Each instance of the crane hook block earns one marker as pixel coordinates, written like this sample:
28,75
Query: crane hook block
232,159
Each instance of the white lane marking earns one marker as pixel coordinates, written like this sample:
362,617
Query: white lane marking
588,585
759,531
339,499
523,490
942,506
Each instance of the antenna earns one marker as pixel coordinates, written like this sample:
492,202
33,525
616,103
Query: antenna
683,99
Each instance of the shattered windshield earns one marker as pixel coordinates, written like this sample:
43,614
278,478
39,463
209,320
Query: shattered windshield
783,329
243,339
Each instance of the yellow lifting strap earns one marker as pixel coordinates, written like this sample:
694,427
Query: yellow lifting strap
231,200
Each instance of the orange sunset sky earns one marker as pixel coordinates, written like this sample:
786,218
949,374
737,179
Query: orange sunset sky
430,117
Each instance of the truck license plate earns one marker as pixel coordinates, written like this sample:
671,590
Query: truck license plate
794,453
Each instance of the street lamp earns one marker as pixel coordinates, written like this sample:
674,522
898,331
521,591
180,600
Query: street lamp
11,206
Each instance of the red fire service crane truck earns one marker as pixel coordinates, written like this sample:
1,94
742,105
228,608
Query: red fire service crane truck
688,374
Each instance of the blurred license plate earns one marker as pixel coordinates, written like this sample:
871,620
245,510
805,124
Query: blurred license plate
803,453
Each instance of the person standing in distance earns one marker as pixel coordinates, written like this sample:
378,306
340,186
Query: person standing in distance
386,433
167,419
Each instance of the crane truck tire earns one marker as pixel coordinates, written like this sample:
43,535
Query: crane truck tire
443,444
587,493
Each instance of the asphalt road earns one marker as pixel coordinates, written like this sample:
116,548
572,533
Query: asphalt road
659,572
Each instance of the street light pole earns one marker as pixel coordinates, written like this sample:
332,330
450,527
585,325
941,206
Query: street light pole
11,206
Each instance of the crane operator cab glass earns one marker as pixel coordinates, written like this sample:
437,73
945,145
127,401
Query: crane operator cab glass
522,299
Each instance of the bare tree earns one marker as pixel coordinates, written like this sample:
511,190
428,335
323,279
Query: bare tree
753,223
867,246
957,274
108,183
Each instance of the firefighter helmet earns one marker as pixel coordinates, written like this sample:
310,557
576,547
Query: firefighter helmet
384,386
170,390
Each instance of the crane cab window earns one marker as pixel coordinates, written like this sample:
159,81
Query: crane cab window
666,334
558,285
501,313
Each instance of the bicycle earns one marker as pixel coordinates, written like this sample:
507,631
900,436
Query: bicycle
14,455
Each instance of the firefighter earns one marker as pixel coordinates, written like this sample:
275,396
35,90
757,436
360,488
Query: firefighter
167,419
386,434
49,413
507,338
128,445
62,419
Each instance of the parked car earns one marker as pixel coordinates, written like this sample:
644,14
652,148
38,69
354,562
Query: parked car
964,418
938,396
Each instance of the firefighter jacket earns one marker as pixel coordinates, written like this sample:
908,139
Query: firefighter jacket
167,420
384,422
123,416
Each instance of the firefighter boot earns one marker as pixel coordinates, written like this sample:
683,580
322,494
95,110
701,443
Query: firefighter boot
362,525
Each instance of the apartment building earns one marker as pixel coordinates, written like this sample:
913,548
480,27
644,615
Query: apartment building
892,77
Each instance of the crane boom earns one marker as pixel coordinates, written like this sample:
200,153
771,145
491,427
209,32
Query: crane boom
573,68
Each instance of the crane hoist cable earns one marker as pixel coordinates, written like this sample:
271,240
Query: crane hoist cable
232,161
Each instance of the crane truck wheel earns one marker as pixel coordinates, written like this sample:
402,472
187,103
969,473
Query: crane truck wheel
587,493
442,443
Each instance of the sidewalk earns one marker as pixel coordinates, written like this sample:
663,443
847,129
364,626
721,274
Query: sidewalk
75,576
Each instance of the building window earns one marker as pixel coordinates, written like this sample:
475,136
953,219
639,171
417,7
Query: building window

[AIM OF THE TASK]:
Give back exactly the lines from the one containing "Query: sidewalk" through the end of the listing above, with both ends included and nothing added.

[SOLUTION TO THIS TASK]:
Query: sidewalk
75,576
Each instance of the building window earns one marker as pixel coordinates, written like this sample:
475,136
953,219
639,171
417,7
Query: building window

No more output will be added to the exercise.